Selection ->
..............................

Under the hood in Classic Ember, this system worked via property notifications. Whenever we used a computed property, template, or observer for the first time, Ember would setup dependency chains through to all of its dependencies. Then, when we updated the property with set(), it would notify those dependencies.

Observers would run eagerly of course, but computed properties and templates would only update when used. This is what made them so much better than observers, in the end - they fulfilled the second principle of reactivity we just defined. Derived state (computeds and templates) became reactive when used, automatically.

This was the core of Ember's reactivity for a very long time, and drove most of the ecosystem as observers fell out of common usage. It was not without its weaknesses though. In particular, it was a very object-oriented system. It essentially required defining objects and classes in order to setup dependency chains, pushing developers in this direction. Object-Oriented Programming (OOP) is not a bad thing, but it can definitely be restrictive if it's the only programming model available.

Also, while computed properties were better for performance than observers and event listeners on average, dependency chains and event notifications were still costly . Setting up the dependency system had to be done on startup, and every property change produced events that flowed throughout the entire system. While this was good, it could still have been better.

Observables, Streams, and Rx.js

Another take on the push-based model that makes things more declarative is the Observable model. It was popularized in JavaScript by RxJS, and is used by Angular as the foundation for its reactivity.

This model organizes events into streams, which are kind of like a lazy-array of events. Every time you push an event into one end of the stream, it will get passed along through various transformations until it reaches subscribers at the other end.

// Plain JS
let count = 0;
document.addEventListener(
  'click',
  () => console.log(`Clicked ${++count} times`)
);
// With Streams
import { fromEvent } from 'rxjs';
import { scan } from 'rxjs/operators';

fromEvent(document, 'click')
  .pipe(scan(count => count + 1, 0))
  .subscribe(count => console.log(`Clicked ${count} times`));

This may seem similar to Ember's observers on the surface, but they have a key difference - they are passed the values that they are observing directly, and return new values based on them. This means that they fulfill the second principle of good reactivity, because derived state is necessarily reactive.

The downside with streams is that they are by default always eager. Whenever an event is fired on one end, it immediately triggers all of the transformations that are observing that stream. By default, we do a lot of work for every single state change.

There are techniques to lower this cost, such as debouncing, but they require the user to actively be thinking about the flow of state. And this brings us to our third principle:

3. The system minimizes excess work by default

If we update two values in response to a single event, we shouldn't rerender twice. If we update a dependency of a computed property, but never actually use that property, we shouldn't rerun its code eagerly. In general, if we can avoid work, we should, and good reactivity should be designed to help us do this.

..............................

Named object pointing entries ->
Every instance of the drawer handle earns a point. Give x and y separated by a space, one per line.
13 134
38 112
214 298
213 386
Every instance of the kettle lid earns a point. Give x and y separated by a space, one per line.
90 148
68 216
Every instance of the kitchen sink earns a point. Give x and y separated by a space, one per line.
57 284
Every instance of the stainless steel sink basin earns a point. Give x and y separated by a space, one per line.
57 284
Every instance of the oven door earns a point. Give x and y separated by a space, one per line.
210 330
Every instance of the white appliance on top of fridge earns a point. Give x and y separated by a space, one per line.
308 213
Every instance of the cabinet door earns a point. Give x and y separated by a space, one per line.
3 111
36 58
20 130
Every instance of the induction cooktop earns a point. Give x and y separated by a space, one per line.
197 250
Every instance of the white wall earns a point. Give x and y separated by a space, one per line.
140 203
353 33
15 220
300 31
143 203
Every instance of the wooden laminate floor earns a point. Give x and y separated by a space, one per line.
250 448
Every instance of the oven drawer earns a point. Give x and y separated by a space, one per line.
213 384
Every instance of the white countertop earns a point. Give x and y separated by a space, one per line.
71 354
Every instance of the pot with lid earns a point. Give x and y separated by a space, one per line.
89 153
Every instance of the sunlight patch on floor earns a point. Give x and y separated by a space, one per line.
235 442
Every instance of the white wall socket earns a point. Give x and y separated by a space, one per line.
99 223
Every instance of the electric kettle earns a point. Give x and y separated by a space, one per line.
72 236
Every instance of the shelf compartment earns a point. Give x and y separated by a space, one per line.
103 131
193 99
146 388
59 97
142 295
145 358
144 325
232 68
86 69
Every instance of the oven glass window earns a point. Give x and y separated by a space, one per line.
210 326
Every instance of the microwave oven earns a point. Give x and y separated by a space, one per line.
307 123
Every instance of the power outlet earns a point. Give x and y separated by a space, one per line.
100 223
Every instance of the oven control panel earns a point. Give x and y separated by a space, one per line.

..............................

Exercises to complete ->
(a) In the reactivity text, why were computed properties and templates so much better than observers? Answer in one to three sentences.
(b) Output the section of the reactivity text that begins at the words "Under the hood" and stops after "notify those dependencies.".

Full answers ->
(a) Observers ran eagerly, but computed properties and templates updated only when used. That meant they fulfilled the second principle of reactivity, since derived state became reactive when used, automatically.

(b)
Under the hood in Classic Ember, this system worked via property notifications. Whenever we used a computed property, template, or observer for the first time, Ember would setup dependency chains through to all of its dependencies. Then, when we updated the property with set(), it would notify those dependencies.